> _Request_: Starting at the line below that contains "Where can the black athletic", print each line through the end of the records exactly as it appears.

> _Data supplied_:
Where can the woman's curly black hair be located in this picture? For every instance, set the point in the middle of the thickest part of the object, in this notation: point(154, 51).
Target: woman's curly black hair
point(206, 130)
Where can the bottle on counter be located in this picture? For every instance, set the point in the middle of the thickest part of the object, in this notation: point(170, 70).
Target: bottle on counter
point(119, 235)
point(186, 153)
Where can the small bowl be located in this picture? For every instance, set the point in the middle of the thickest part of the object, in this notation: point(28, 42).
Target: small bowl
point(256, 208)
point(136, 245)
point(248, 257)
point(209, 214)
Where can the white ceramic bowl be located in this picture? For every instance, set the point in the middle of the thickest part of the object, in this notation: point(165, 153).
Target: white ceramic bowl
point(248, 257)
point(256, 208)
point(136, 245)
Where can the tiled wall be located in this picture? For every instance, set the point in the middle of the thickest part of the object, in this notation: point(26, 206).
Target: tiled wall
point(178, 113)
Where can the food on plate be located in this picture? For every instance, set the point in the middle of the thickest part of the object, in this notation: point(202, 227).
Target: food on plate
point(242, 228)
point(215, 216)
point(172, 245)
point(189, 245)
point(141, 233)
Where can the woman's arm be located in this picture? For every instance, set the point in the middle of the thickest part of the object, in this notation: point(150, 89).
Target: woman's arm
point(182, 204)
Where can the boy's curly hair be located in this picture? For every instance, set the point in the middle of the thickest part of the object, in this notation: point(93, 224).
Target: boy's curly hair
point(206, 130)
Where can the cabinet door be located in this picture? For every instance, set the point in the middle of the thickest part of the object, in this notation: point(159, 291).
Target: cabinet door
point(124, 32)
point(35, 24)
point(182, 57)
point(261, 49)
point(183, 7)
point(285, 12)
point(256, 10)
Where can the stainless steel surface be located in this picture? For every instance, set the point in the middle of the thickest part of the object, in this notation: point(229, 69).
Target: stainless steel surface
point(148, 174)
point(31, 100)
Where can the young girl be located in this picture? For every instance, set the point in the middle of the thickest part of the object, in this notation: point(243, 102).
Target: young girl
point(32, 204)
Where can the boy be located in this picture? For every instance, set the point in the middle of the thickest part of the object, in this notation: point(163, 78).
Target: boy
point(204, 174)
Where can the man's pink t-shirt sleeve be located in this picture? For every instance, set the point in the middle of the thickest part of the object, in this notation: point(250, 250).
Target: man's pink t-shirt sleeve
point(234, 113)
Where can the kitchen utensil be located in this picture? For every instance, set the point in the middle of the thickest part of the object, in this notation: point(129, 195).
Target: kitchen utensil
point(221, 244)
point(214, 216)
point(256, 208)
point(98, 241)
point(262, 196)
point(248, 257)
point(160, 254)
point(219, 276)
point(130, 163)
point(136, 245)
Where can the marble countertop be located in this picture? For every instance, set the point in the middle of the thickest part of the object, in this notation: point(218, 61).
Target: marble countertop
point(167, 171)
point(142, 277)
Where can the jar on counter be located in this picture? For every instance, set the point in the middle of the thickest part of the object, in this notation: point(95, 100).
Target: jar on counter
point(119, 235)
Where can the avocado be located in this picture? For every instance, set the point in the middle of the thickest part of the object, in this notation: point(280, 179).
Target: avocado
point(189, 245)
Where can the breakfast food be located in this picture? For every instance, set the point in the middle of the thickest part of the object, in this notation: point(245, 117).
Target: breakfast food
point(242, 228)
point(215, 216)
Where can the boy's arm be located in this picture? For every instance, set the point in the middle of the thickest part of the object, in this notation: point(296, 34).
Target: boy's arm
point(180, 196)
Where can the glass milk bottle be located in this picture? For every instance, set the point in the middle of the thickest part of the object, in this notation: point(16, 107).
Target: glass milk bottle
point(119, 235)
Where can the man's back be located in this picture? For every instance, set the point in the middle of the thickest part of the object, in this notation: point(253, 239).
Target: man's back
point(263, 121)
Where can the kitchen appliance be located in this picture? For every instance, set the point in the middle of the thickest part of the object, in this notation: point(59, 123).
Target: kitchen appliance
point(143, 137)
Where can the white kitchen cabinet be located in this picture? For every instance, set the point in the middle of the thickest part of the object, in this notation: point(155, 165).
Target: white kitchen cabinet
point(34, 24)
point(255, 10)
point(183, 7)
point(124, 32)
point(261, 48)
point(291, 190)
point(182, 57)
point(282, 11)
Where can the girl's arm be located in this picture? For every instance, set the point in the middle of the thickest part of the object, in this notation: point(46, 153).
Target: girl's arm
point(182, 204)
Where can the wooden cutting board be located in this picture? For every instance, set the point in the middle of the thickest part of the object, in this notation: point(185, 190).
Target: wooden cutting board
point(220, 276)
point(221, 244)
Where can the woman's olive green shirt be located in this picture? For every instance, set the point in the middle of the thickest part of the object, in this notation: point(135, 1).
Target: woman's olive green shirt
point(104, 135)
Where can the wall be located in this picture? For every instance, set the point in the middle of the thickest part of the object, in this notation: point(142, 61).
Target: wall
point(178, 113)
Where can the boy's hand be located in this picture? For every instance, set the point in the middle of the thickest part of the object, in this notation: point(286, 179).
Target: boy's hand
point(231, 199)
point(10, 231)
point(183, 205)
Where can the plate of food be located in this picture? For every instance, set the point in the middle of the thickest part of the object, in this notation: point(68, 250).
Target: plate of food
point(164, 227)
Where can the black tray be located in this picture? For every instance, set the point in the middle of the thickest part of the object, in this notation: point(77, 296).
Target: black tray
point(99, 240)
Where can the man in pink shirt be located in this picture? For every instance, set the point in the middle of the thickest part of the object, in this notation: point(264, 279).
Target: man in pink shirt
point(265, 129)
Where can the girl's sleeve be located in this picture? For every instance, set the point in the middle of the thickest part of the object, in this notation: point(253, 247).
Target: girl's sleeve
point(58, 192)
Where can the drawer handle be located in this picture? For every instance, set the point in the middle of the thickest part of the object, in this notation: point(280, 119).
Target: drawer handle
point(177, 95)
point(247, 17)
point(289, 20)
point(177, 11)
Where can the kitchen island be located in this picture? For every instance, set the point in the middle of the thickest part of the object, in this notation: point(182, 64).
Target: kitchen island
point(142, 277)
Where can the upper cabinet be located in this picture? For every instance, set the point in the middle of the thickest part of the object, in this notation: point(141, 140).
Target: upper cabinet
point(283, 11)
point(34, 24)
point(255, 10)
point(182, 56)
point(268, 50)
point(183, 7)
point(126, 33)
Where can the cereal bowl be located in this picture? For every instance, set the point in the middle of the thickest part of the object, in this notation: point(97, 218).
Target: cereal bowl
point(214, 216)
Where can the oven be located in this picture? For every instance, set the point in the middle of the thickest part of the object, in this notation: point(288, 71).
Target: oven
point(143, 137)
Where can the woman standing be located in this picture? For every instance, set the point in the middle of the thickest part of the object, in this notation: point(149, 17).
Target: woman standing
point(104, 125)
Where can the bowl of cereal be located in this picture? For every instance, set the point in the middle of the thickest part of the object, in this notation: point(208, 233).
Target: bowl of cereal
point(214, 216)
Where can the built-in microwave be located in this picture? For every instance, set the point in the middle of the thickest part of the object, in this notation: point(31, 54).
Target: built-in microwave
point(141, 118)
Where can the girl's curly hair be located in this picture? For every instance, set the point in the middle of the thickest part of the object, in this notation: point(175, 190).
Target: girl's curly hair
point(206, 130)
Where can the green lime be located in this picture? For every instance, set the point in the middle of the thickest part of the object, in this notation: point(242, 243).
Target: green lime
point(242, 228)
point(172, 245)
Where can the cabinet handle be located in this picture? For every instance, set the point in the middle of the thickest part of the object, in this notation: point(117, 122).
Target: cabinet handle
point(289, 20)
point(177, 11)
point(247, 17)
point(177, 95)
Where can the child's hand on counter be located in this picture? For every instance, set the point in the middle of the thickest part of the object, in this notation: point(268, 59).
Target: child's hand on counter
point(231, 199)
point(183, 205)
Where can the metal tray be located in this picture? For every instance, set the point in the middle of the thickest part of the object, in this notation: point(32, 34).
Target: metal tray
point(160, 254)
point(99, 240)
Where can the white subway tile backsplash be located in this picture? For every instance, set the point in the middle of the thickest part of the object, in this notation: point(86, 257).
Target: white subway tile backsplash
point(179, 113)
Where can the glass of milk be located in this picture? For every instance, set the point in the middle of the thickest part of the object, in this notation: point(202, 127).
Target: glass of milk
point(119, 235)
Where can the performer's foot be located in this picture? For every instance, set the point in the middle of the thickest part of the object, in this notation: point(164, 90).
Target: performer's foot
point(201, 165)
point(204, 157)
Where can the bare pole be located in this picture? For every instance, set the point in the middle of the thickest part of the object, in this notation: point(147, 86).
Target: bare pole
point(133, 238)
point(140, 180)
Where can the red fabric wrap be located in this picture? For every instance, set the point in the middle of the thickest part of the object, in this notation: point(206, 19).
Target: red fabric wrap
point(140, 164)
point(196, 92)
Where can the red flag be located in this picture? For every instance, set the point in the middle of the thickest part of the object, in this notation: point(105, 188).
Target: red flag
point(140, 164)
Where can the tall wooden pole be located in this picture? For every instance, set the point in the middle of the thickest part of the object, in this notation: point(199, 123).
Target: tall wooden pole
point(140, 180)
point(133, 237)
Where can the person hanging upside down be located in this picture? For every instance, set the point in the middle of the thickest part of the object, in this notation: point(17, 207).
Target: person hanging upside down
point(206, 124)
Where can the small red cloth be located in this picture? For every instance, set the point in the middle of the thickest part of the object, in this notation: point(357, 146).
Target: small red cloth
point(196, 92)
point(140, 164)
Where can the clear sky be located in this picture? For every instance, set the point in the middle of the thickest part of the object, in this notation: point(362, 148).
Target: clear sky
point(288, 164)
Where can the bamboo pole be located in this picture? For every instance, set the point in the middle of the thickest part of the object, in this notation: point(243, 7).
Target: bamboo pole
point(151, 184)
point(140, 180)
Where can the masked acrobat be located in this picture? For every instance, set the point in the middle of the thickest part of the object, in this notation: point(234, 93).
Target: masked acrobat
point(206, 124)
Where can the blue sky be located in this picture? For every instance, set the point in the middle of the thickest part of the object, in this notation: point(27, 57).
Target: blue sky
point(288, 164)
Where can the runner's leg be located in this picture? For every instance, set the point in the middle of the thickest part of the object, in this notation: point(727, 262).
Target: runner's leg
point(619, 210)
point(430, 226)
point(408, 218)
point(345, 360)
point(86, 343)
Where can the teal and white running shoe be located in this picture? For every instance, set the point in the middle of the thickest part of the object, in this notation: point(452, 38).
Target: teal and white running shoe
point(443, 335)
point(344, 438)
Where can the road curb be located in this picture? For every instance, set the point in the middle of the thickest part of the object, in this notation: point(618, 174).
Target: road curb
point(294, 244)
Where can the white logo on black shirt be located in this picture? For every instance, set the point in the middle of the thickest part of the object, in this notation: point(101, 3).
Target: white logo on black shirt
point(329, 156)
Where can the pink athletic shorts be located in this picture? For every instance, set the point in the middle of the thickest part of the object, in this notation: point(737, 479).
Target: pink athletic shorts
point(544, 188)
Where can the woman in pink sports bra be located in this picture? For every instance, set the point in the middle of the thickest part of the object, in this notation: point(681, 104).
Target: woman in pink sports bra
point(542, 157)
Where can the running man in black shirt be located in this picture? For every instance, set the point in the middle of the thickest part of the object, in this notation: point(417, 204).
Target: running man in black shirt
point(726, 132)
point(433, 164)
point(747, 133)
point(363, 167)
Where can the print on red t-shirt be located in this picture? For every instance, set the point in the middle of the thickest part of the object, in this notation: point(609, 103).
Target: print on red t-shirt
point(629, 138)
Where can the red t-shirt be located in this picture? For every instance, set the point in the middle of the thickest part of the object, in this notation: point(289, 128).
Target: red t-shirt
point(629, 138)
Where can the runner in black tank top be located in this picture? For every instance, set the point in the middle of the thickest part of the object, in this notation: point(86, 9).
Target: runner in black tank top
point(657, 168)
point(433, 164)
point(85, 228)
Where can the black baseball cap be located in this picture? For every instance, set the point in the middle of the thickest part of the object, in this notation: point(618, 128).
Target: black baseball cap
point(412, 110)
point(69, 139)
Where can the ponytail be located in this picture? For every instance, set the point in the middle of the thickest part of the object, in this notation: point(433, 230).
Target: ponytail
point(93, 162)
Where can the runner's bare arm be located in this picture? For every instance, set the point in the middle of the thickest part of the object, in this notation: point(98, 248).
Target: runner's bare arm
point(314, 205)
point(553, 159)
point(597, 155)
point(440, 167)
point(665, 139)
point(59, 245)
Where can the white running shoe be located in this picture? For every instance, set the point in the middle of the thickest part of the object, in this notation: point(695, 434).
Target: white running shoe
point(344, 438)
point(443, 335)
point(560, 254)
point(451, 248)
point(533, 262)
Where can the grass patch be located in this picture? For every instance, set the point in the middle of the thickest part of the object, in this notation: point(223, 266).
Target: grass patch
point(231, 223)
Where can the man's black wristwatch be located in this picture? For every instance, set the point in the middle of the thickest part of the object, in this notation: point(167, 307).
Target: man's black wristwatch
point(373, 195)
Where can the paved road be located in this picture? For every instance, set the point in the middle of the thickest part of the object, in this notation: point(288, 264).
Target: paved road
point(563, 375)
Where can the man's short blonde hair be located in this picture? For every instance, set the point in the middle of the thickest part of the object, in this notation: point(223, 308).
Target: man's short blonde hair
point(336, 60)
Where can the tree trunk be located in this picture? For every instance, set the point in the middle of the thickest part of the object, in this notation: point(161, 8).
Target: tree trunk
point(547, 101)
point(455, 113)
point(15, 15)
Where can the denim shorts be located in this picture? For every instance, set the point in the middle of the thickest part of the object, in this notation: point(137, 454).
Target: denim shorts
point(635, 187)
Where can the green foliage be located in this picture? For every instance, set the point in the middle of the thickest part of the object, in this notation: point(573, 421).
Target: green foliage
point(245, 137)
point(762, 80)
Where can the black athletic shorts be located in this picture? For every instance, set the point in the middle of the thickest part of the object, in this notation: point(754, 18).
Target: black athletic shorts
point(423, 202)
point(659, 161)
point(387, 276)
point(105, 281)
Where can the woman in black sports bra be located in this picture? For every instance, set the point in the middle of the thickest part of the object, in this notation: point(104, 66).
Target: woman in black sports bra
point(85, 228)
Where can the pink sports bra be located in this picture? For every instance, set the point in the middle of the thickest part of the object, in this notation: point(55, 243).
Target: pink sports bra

> _Answer to the task_:
Where can the black athletic shorts be located in this picture? For every instance, set the point in the middle of the thickest part of the object, in this notation: point(754, 18).
Target: black athletic shorts
point(423, 202)
point(659, 161)
point(387, 276)
point(105, 281)
Where can the woman in black sports bra be located in this picture? For every instance, set the point in the middle of the thickest part of the object, in this notation: point(104, 66).
Target: woman in black sports bra
point(85, 228)
Where can the pink sports bra be located in this picture? For every instance, set the point in the middle of the thickest part of the object, in this notation: point(55, 243).
Target: pink sports bra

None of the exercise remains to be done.